Stored rows =>
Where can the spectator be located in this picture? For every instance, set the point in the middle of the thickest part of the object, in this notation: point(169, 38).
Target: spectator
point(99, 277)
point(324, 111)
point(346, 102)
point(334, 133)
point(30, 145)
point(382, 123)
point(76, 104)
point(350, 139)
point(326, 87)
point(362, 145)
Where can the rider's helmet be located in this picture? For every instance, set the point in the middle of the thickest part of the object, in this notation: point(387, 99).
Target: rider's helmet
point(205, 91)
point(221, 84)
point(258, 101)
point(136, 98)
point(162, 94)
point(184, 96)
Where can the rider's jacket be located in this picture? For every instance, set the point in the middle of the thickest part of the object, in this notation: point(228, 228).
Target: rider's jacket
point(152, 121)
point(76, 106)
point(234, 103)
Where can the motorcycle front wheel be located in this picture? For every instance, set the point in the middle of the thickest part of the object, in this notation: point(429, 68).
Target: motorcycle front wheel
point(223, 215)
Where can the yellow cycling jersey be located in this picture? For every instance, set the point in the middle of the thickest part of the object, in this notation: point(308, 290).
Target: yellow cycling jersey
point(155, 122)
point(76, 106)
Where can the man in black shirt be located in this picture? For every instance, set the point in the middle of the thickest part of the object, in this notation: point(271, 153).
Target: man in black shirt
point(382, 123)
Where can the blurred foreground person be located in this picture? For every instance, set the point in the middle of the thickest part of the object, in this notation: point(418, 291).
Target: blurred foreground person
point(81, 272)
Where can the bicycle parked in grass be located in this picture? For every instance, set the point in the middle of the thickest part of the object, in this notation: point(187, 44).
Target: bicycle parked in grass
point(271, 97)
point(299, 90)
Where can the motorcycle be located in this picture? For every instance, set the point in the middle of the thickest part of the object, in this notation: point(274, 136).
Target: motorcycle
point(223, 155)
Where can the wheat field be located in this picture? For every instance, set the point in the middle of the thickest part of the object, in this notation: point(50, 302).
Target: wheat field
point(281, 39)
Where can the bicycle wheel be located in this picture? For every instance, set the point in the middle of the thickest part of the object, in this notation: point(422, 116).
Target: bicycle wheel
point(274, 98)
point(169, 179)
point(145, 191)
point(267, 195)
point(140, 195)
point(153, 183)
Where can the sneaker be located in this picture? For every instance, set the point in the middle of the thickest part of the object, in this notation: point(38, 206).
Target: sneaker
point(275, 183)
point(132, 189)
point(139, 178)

Given instruction =>
Set out every one of the items above as a numbered list, omitting any blank lines.

Worked answer =>
1. Where can the spectator be located in this picture? For every instance, set the point in the middle of the thickest part of the object, in this notation: point(169, 38).
2. Target: spectator
3. point(99, 277)
4. point(324, 111)
5. point(346, 102)
6. point(334, 133)
7. point(30, 145)
8. point(382, 123)
9. point(76, 104)
10. point(350, 139)
11. point(326, 87)
12. point(362, 145)
13. Where can the rider's helmet be located in this picture? For every instance, set the point in the middle of the thickest part of the object, in this notation: point(387, 99).
14. Target: rider's helmet
15. point(205, 91)
16. point(221, 84)
17. point(258, 101)
18. point(136, 98)
19. point(162, 94)
20. point(184, 96)
21. Where can the rider's jacket be located in this picture? For every instance, set the point in the middle of the thickest part of the object, in this notation: point(228, 228).
22. Target: rider's jacket
23. point(152, 121)
24. point(76, 106)
25. point(234, 103)
26. Where can the motorcycle front wheel be located in this picture? For every instance, set the point in the middle of the thickest part of the object, in this notation: point(429, 68).
27. Target: motorcycle front wheel
28. point(223, 215)
29. Where can the yellow cycling jersey be located in this picture? For every instance, set the point in the middle of the thickest part of the object, in this notation: point(308, 290).
30. Target: yellow cycling jersey
31. point(155, 122)
32. point(76, 106)
33. Where can the man in black shirt be located in this picture? For every instance, set the point in the middle of the thickest part of the object, in this notation: point(271, 153).
34. Target: man in black shirt
35. point(382, 123)
36. Where can the blurred foreground person be located in this picture? For every instance, set the point in the middle of the thickest part of the object, in this notation: point(418, 291).
37. Target: blurred foreground person
38. point(81, 272)
39. Where can the bicycle parked in grass be located in this picture? For every instance, set the point in the middle of the thickest part of the object, in this notation: point(187, 44).
40. Target: bicycle parked in grass
41. point(271, 97)
42. point(299, 90)
43. Where can the motorcycle be located in this picture? For every instance, set the point in the middle of the thickest part of the object, in this notation: point(274, 136).
44. Target: motorcycle
45. point(223, 155)
46. Where can the wheat field be located in this picture? For every instance, set the point in the middle of the thickest part of the object, in this notation: point(50, 302).
47. Target: wheat field
48. point(281, 39)
49. Where can the bicycle wheel be located in this picture? For every instance, set the point in the middle of the thickest part of the object, in this notation: point(422, 116).
50. Target: bicycle wheel
51. point(274, 98)
52. point(169, 179)
53. point(145, 191)
54. point(267, 195)
55. point(140, 195)
56. point(153, 183)
57. Where can the sneaker be located in this picture? For every instance, set the point in the middle of the thickest part of the object, in this notation: point(38, 206).
58. Target: sneaker
59. point(275, 183)
60. point(132, 189)
61. point(139, 178)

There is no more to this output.